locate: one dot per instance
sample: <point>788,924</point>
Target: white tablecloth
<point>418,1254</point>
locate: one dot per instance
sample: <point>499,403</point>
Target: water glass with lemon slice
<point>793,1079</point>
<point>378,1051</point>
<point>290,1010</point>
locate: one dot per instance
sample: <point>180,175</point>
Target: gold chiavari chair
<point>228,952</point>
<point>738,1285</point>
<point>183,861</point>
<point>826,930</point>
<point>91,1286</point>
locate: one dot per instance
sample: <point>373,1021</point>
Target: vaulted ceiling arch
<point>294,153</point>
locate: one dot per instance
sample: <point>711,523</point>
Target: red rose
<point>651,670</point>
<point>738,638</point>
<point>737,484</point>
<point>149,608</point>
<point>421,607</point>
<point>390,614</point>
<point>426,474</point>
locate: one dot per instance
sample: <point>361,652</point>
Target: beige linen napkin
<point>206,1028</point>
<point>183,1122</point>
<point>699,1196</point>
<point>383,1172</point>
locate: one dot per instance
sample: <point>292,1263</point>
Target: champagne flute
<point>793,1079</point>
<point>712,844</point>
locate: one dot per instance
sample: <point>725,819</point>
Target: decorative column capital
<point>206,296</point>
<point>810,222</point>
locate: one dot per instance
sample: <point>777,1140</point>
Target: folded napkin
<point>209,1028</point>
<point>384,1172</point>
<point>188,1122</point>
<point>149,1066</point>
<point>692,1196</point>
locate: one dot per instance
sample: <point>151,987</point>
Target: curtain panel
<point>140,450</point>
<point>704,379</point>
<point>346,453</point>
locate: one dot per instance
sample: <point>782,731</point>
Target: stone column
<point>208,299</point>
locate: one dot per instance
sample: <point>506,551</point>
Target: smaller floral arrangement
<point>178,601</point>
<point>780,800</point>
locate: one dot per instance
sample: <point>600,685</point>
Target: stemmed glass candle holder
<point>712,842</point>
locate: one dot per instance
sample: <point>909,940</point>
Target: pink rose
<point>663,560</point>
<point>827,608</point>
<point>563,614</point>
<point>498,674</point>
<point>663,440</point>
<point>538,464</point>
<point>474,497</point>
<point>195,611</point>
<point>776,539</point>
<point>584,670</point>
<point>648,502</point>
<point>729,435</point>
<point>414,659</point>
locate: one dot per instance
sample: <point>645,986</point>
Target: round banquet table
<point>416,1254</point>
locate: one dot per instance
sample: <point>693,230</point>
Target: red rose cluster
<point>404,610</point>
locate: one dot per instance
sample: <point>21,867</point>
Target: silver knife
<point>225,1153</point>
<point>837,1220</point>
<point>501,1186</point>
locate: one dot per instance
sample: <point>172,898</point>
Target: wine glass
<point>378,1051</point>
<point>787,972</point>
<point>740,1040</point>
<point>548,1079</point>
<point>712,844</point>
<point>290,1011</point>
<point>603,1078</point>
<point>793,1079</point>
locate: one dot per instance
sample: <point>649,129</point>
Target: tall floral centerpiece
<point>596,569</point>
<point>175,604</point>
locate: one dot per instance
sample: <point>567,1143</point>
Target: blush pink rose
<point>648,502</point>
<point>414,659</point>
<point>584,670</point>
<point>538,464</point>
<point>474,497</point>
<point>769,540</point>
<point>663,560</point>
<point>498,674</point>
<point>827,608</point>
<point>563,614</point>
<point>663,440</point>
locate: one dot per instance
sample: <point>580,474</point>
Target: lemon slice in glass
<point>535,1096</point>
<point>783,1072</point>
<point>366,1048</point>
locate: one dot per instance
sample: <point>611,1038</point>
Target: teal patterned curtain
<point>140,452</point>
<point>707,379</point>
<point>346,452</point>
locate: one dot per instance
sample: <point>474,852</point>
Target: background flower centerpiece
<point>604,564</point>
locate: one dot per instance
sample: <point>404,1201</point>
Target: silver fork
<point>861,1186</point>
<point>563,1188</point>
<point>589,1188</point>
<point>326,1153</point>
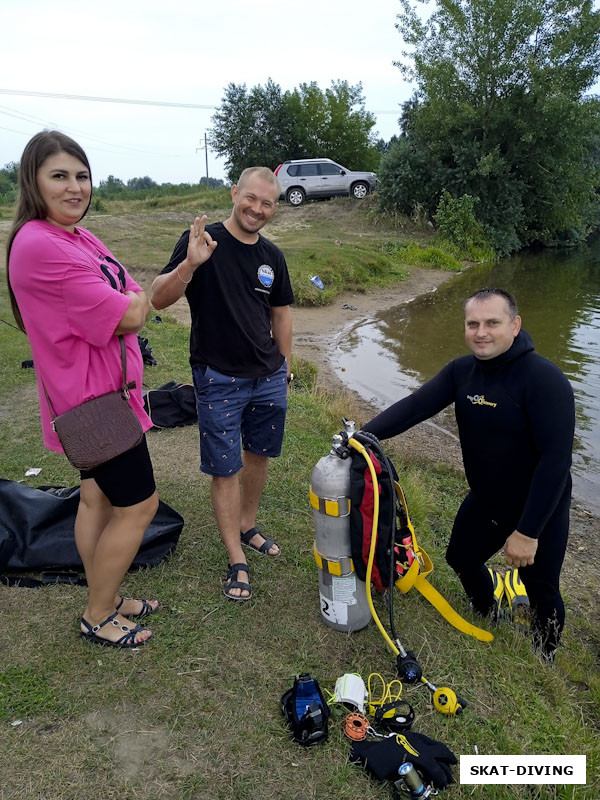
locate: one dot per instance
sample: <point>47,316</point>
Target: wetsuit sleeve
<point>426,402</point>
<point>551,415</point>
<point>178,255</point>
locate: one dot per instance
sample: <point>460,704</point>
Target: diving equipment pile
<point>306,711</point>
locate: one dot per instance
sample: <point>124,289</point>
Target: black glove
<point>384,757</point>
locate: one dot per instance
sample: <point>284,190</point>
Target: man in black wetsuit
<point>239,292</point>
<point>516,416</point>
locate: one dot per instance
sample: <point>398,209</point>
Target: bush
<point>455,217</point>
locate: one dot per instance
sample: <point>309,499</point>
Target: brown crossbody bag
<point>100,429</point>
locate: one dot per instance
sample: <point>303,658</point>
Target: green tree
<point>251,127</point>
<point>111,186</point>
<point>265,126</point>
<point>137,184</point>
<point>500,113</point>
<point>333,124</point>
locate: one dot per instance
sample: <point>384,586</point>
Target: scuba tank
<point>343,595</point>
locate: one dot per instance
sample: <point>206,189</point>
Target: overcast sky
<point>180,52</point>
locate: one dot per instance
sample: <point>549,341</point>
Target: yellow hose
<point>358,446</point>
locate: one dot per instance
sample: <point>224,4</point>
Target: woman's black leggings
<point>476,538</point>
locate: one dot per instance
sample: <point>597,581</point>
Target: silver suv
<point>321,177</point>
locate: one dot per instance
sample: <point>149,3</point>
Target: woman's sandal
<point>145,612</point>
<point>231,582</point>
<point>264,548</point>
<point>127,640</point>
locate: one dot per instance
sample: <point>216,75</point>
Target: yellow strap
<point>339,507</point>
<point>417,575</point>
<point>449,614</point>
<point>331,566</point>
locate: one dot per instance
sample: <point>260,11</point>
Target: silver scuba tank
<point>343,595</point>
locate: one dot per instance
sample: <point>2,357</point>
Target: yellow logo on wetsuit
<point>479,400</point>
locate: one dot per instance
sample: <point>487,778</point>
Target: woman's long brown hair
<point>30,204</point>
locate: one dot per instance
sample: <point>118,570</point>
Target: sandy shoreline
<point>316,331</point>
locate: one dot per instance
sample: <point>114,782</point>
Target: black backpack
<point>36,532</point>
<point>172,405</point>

------

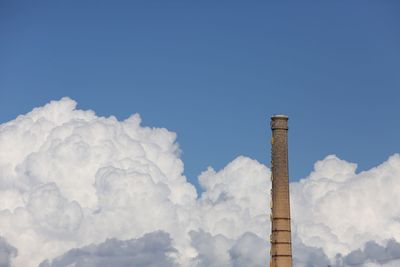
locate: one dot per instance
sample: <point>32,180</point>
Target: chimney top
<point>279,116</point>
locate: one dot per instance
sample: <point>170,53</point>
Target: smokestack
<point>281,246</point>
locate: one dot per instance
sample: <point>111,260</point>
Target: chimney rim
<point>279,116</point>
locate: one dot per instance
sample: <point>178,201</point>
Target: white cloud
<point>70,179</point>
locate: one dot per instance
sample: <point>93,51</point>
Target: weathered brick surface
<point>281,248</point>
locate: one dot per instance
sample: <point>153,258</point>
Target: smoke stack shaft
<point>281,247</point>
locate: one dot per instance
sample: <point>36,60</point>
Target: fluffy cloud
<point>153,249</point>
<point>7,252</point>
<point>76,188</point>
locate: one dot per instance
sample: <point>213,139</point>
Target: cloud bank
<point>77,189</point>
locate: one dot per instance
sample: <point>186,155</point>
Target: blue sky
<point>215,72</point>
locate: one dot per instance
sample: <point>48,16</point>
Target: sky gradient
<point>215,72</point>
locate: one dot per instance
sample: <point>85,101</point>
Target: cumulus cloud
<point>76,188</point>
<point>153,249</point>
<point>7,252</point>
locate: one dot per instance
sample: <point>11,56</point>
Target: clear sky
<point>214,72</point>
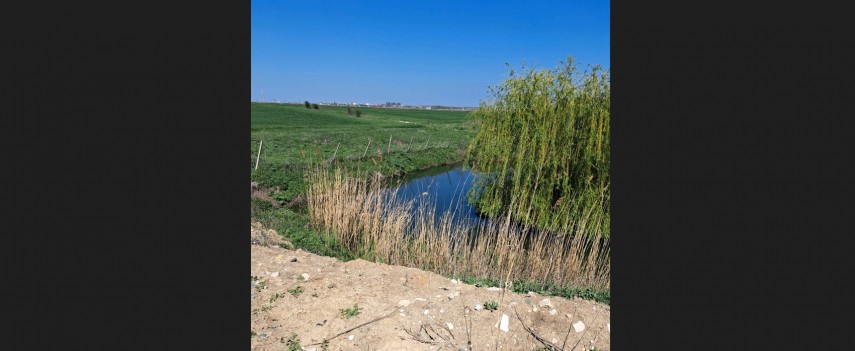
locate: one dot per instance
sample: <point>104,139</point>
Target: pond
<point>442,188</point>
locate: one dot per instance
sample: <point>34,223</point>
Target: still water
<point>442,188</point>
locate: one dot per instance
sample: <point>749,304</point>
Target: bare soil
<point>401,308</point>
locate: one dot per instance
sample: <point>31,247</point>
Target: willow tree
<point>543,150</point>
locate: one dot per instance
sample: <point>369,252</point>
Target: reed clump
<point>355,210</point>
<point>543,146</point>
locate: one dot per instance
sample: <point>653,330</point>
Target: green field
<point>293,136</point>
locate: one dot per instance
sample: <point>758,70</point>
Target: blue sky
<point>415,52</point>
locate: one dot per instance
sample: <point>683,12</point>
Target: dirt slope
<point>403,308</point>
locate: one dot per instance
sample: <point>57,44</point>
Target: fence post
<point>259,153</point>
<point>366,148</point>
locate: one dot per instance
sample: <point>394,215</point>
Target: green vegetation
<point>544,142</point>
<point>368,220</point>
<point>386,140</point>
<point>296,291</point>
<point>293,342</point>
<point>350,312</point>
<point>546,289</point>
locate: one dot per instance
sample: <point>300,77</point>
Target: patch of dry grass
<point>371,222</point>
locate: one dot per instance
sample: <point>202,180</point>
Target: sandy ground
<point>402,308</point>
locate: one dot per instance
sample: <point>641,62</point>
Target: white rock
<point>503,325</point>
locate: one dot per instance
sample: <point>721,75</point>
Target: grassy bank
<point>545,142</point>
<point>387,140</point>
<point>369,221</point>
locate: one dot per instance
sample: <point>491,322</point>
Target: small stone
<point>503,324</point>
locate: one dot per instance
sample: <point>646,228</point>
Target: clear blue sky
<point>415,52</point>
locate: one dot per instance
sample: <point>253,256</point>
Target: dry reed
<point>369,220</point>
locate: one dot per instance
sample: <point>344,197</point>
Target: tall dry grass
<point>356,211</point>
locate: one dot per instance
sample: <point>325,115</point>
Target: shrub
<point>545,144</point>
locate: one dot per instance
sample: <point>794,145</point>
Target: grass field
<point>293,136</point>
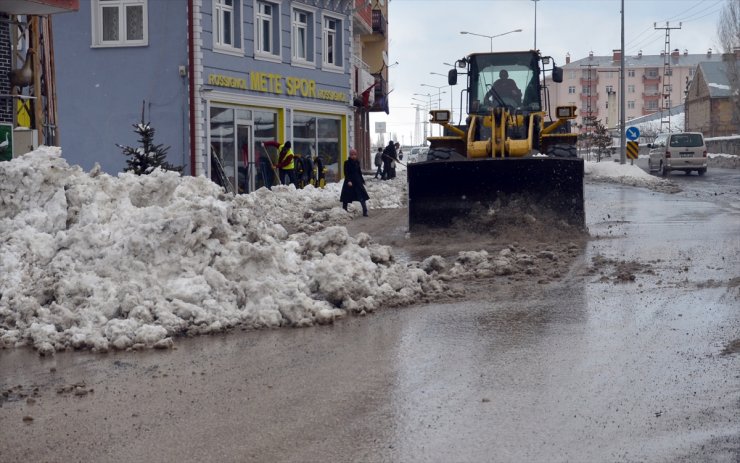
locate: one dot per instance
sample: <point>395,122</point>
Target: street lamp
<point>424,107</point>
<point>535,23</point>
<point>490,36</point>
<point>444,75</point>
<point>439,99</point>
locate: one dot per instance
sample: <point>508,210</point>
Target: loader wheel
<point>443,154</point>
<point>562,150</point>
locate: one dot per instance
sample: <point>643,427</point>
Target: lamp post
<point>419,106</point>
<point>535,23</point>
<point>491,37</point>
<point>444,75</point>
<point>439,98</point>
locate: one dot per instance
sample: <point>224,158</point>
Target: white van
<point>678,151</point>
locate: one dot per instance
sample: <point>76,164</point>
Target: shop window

------

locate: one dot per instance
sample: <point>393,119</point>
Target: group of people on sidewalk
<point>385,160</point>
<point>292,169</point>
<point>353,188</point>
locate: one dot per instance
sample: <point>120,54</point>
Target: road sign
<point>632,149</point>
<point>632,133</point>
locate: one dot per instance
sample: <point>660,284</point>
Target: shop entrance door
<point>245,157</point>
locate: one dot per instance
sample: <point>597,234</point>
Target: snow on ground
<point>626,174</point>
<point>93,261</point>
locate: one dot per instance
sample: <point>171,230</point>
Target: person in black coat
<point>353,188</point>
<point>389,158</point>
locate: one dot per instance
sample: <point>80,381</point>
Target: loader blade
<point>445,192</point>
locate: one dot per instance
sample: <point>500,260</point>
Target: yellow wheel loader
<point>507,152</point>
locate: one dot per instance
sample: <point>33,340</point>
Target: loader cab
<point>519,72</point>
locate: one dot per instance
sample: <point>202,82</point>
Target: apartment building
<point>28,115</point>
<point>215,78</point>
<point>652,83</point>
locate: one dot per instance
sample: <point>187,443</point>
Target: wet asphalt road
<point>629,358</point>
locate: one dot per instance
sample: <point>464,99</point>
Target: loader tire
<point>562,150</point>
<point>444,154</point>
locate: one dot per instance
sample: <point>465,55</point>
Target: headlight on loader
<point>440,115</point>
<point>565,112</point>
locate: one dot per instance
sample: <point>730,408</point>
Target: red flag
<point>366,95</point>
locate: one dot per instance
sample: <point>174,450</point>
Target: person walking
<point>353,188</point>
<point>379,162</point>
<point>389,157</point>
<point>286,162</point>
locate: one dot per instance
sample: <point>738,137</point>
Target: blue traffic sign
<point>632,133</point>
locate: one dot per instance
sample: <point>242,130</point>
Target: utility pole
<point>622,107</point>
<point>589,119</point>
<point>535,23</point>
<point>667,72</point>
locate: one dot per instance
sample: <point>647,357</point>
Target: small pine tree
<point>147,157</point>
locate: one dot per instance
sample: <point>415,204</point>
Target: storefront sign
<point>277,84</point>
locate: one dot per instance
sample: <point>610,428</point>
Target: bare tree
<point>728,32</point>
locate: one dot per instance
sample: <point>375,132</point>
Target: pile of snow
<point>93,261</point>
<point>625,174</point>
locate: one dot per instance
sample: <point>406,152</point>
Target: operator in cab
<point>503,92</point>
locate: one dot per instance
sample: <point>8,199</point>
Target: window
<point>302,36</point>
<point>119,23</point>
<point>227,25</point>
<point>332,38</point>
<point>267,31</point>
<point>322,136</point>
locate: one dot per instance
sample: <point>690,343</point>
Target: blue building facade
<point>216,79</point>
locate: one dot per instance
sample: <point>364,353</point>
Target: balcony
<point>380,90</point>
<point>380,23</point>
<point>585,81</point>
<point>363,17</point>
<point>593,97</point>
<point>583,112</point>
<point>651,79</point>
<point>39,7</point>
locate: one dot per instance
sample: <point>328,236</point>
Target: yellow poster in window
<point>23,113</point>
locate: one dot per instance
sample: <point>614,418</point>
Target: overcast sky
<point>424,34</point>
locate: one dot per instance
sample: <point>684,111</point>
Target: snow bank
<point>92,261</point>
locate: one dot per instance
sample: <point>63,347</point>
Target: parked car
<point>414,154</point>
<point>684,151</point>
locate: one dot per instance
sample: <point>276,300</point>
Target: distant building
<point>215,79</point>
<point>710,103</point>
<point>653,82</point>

------

WHAT TO PRODUCE: Gather every row above that contains the word "loader".

RESULT OF THE TASK:
Target: loader wheel
Target: loader blade
Target: yellow wheel loader
Target: loader cab
Target: loader tire
Target: headlight on loader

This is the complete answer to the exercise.